**TEXTE D'ÉTUDE:**
* * * * * * *

La Grèce, la gauche et le savoir-faire allemand

par Vladimir Caller, analyste politique

Vers la fin du processus de 
réunification allemande, le chancelier Kohl se trouva confronté à un dossier colossal. Il s’agissait d’absorber l’économie de l’Allemagne de l’Est et ses presque 15 000 entreprises d’État et coopératives et ses, grosso modo, 5 millions de salariés. À quoi il fallait ajouter des millions d’hectares de terres agricoles et, plus généralement, le patrimoine d’État de l’ancienne RDA. Pour assumer cette tâche, le chancelier trouva la perle rare  : un certain Wolfgang Schäuble, lequel s’engagea avec passion dans la création et la gestion du Treuhandanstalt (dit, par facilité, «  Treuhand  »), un fond public destiné à récolter le produit des privatisations et financer ainsi la dette du pays.

* * * * * * *

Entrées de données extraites
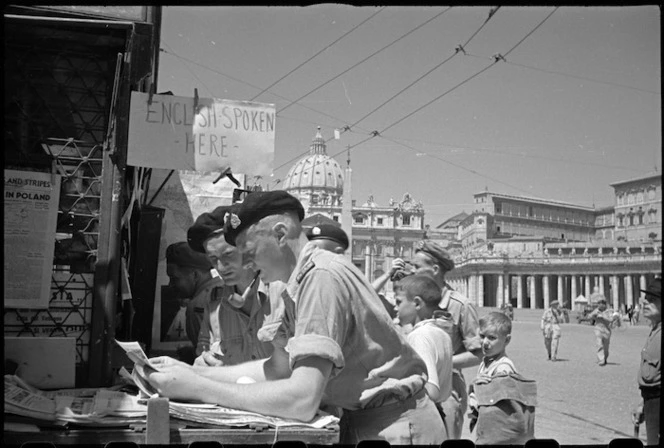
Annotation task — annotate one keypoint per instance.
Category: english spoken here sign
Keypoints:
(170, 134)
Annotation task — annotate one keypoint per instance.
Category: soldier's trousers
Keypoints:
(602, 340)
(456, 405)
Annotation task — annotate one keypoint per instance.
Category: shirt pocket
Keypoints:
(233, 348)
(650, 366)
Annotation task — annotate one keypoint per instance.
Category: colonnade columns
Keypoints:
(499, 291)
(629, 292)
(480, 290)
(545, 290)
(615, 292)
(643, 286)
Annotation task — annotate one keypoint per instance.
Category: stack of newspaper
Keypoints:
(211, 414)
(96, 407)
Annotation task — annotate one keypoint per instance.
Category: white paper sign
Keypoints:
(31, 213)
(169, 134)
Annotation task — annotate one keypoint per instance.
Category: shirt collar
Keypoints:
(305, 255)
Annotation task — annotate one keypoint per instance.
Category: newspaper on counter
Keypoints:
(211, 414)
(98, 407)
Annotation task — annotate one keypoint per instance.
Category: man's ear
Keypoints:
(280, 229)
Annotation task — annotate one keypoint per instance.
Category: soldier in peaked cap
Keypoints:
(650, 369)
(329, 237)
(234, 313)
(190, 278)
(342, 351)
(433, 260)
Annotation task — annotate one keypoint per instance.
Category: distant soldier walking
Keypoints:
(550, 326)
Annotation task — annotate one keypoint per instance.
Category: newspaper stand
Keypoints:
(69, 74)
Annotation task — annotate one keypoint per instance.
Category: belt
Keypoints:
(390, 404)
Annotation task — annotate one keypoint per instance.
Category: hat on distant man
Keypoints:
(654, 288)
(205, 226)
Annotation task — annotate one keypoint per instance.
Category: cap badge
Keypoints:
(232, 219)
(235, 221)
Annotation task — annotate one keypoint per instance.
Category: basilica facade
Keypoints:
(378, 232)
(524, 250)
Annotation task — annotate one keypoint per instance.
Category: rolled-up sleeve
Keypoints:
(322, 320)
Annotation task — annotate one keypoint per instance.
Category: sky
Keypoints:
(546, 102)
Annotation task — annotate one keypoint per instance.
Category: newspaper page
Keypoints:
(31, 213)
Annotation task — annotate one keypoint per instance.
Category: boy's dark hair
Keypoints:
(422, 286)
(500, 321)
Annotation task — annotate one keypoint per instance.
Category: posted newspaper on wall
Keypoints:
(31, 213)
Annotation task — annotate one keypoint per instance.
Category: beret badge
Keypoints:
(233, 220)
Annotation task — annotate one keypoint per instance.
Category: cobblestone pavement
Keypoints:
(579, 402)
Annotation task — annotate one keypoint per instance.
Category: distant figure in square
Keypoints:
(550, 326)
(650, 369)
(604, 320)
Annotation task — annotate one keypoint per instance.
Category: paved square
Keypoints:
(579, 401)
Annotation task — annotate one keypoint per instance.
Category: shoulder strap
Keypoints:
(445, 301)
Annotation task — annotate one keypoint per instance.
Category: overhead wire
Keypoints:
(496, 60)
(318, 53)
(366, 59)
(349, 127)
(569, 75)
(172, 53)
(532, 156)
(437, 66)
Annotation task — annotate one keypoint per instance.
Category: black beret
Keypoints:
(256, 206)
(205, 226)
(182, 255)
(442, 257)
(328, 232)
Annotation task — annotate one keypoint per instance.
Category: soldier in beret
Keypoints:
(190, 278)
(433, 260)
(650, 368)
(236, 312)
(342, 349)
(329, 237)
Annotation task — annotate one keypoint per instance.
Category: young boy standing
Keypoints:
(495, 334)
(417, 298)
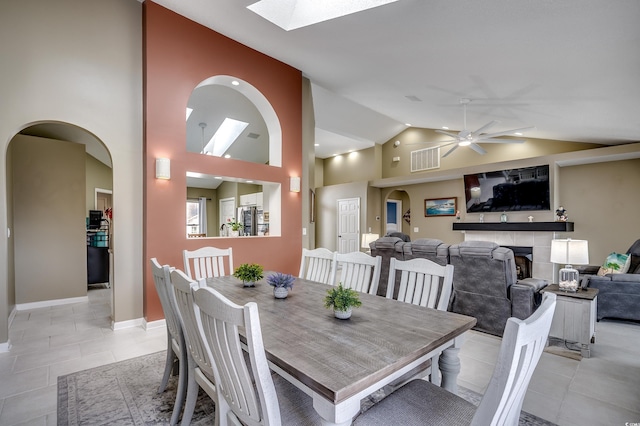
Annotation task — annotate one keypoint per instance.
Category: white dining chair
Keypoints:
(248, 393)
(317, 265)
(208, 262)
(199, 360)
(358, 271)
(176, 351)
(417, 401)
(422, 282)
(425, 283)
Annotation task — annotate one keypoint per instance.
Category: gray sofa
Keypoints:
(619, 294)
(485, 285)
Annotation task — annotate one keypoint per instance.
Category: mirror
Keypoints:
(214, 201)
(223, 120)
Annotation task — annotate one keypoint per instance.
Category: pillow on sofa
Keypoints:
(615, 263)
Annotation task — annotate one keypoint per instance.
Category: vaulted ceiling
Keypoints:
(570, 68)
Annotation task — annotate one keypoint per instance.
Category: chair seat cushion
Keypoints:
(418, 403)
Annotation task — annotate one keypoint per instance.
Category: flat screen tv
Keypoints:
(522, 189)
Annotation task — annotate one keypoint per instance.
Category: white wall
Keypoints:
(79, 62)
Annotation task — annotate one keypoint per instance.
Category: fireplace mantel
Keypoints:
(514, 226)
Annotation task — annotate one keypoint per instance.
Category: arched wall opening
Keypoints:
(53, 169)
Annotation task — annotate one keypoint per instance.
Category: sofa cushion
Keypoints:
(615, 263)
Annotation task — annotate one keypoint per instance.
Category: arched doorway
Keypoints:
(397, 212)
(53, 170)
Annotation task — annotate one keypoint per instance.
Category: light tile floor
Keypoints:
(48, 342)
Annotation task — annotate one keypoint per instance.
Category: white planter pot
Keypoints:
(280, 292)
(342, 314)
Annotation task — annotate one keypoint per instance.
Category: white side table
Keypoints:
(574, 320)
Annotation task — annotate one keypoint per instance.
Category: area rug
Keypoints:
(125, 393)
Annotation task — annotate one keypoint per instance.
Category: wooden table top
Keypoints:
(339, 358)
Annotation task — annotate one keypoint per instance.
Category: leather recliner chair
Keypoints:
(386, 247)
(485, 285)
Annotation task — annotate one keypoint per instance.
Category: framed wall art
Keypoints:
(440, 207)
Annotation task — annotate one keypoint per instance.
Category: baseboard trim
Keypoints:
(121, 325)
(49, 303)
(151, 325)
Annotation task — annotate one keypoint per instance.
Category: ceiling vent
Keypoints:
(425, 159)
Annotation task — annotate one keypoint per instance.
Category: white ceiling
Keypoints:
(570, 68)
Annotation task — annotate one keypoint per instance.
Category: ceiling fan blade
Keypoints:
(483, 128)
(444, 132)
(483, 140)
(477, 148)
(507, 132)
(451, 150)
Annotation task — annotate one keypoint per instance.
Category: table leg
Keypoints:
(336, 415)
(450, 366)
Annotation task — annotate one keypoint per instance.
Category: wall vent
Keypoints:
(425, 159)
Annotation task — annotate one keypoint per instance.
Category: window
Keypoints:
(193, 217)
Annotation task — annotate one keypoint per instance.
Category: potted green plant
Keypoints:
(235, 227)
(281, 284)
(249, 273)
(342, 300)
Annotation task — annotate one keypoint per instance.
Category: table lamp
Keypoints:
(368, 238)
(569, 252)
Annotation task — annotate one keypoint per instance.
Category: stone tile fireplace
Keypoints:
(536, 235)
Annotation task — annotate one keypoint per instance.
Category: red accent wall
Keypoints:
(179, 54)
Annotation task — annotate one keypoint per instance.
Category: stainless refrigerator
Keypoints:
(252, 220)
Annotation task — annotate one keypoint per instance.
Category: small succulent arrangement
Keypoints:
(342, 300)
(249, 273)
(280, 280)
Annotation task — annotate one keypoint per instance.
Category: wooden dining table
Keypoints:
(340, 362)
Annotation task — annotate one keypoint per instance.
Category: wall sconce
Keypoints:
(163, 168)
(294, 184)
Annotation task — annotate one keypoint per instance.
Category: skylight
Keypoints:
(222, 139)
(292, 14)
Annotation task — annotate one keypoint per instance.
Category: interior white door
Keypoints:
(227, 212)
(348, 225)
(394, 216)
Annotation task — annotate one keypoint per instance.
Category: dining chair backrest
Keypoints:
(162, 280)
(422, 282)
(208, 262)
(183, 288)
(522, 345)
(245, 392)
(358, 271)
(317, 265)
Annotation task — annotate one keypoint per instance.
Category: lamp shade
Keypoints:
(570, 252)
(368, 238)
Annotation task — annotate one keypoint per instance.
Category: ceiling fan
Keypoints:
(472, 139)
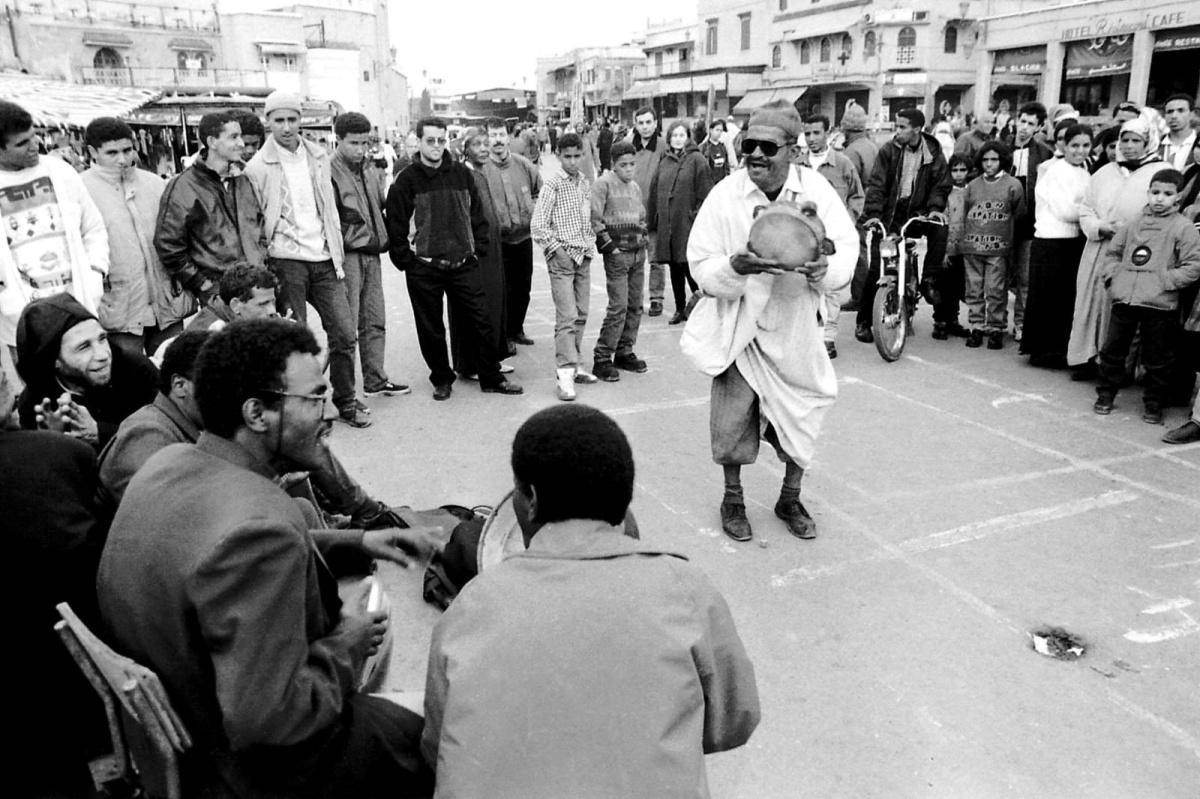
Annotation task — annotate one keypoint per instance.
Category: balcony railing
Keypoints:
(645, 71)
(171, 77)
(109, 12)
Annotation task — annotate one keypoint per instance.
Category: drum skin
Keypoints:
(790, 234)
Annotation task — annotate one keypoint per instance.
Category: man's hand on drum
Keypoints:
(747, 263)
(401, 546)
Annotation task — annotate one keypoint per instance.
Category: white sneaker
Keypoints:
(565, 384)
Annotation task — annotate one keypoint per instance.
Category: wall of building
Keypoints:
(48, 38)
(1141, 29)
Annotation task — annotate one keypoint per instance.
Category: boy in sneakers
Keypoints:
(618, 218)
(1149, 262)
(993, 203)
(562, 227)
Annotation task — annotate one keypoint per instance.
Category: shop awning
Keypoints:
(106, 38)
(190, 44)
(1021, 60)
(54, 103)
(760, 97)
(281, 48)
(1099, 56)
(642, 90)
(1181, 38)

* * * * * * *

**CONSIGNE 1:** D'après le texte sur la réunification allemande, quel fonds public Wolfgang Schäuble a-t-il créé et géré ?
**CONSIGNE 2:** Reproduisez le passage du texte sur la réunification allemande qui commence par « par Vladimir Caller, analyste » et se poursuit jusqu'à « dette du pays. ».

**VOTRE RÉPONSE 1:** Le Treuhandanstalt, dit « Treuhand ».

**VOTRE RÉPONSE 2:**
par Vladimir Caller, analyste politique

Vers la fin du processus de 
réunification allemande, le chancelier Kohl se trouva confronté à un dossier colossal. Il s’agissait d’absorber l’économie de l’Allemagne de l’Est et ses presque 15 000 entreprises d’État et coopératives et ses, grosso modo, 5 millions de salariés. À quoi il fallait ajouter des millions d’hectares de terres agricoles et, plus généralement, le patrimoine d’État de l’ancienne RDA. Pour assumer cette tâche, le chancelier trouva la perle rare  : un certain Wolfgang Schäuble, lequel s’engagea avec passion dans la création et la gestion du Treuhandanstalt (dit, par facilité, «  Treuhand  »), un fond public destiné à récolter le produit des privatisations et financer ainsi la dette du pays.